#### Instruction A
Copy out all of the entries below word for word. Leave out the data pipeline passage.

#### Extract to read
>>>>
Continuing with the previous example, a downstream consumer may have previously requested a temperature measurement at a particular time for use in simulating future weather patterns. The requested temperature measurement may have previously been unavailable (e.g., via misalignment of one or more APIs used by the data pipeline, etc.) and an inference (e.g., a synthetic temperature measurement) may have been provided to the downstream consumer. However, communications may have resumed between one or more data sources and other portions of the data pipeline and, as a result, the previously requested temperature measurement may become available.
Previously unavailable data update request 306 may include a request to provide previously unavailable data 300 to the requestor (e.g., downstream consumers 104). Previously unavailable data update request 306 may indicate that the synthetic data previously provided to the requestor (e.g., individual or entity that provided the original request for data) is to be updated using the available data (e.g., previously unavailable data 300).
Once generated, previously unavailable data update request 306 may drive requestor identification process 308. During requestor identification process 308, requestor information 310 may be parsed or otherwise processed to identify the individual or entity that should be provided the previously unavailable data. Requestor information 310 may include a repository (e.g., database, data warehouse, etc.) to store the identification (e.g., an identifier and/or metadata) of the requestor (e.g., downstream consumers 104) and/or any information necessary to facilitate the communication to the requestor with the previously unavailable data.
When requestor information associated with the requesting entity (e.g., obtained from requestor information 310) has been identified, requestor identification process 308 may utilize the requestor information and previously unavailable data 300 (e.g., obtained by previously unavailable data update request 306) to provide the requestor with previously unavailable data 300 via previously unavailable data to requestor 312 action. For example, the system may send a message to the requestor (via wireless communication) that the data previously requested has become available and the message may contain the newly available data (e.g., previously unavailable data 300).
Once obtained by downstream consumers 104, previously unavailable data 300 may be utilized to perform the desired computer-implemented services and/or update the previous uses of synthetic data 210 received in place of the unavailable data at the time of the request. For example, downstream consumers 104 may have previously utilized synthetic data 210 to predict future climate forecasts (e.g., weather temperature, climate change, etc.). Once downstream consumers 104 obtain previously unavailable data 300 (e.g., live weather data), downstream consumers 104 may reconfigure the previously calculated climate forecast to include the live weather data to more accurately perform weather predictions in the future.
In an embodiment, the one or more entities performing the operations shown in FIG. 2A-3 are implemented using a processor adapted to execute computing code stored on a persistent storage that when executed by the processor performs the functionality of the system of FIG. 1 discussed throughout this application. The processor may be a hardware processor including circuitry such as, for example, a central processing unit, a processing core, or a microcontroller. The processor may be other types of hardware devices for processing information without departing from embodiments disclosed herein.
As discussed above, the components of FIG. 1 may perform various methods to manage operation of a data pipeline. FIG. 4 illustrates methods that may be performed by the components of the system of FIG. 1. In the diagram discussed below and shown in FIG. 4, any of the operations may be repeated, performed in different orders, and/or performed in parallel with or in a partially overlapping in time manner with other operations.
Turning to FIG. 4, a flow diagram illustrating a method for managing operation of a data pipeline in accordance with an embodiment is shown. The method may be performed by any of data sources 100, data manager 102, downstream consumers 104, and/or other entities without departing from embodiments disclosed herein.
<<<<
#### Records for this exercise
>>>>
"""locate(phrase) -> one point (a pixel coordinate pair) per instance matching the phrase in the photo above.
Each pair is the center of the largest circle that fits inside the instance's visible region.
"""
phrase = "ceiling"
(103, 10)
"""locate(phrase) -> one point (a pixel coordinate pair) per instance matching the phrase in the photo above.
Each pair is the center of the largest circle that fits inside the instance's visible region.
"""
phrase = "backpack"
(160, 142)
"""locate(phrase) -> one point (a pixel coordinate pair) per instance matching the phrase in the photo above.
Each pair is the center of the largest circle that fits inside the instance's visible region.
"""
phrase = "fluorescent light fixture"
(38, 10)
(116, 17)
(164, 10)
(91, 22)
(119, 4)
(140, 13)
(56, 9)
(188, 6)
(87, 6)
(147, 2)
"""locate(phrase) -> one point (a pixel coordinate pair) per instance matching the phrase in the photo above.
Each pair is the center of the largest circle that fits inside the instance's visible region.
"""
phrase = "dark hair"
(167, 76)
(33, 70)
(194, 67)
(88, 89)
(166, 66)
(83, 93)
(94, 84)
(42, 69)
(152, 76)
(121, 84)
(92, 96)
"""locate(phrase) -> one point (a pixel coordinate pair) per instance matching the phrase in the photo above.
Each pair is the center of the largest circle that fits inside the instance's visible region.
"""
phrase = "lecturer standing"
<<<<
#### Instruction B
List every example of circuitry that the data pipeline passage gives for a hardware processor.

#### Solution A
"""locate(phrase) -> one point (a pixel coordinate pair) per instance matching the phrase in the photo above.
Each pair is the center of the largest circle that fits inside the instance's visible region.
"""
phrase = "ceiling"
(103, 10)
"""locate(phrase) -> one point (a pixel coordinate pair) per instance matching the phrase in the photo above.
Each pair is the center of the largest circle that fits inside the instance's visible region.
"""
phrase = "backpack"
(160, 142)
"""locate(phrase) -> one point (a pixel coordinate pair) per instance matching the phrase in the photo above.
Each pair is the center of the largest circle that fits inside the instance's visible region.
"""
phrase = "fluorescent light fixture"
(38, 10)
(116, 17)
(164, 10)
(91, 22)
(119, 4)
(140, 13)
(56, 9)
(188, 6)
(87, 6)
(147, 2)
"""locate(phrase) -> one point (a pixel coordinate pair) per instance matching the phrase in the photo above.
Each pair is the center of the largest circle that fits inside the instance's visible region.
"""
phrase = "dark hair"
(167, 76)
(33, 70)
(194, 67)
(88, 89)
(166, 66)
(83, 93)
(94, 84)
(42, 69)
(152, 76)
(121, 84)
(92, 96)
"""locate(phrase) -> one point (a pixel coordinate pair) per instance matching the phrase in the photo above.
Each pair is the center of the largest circle that fits inside the instance's visible region.
"""
phrase = "lecturer standing"

#### Solution B
- a central processing unit
- a processing core
- a microcontroller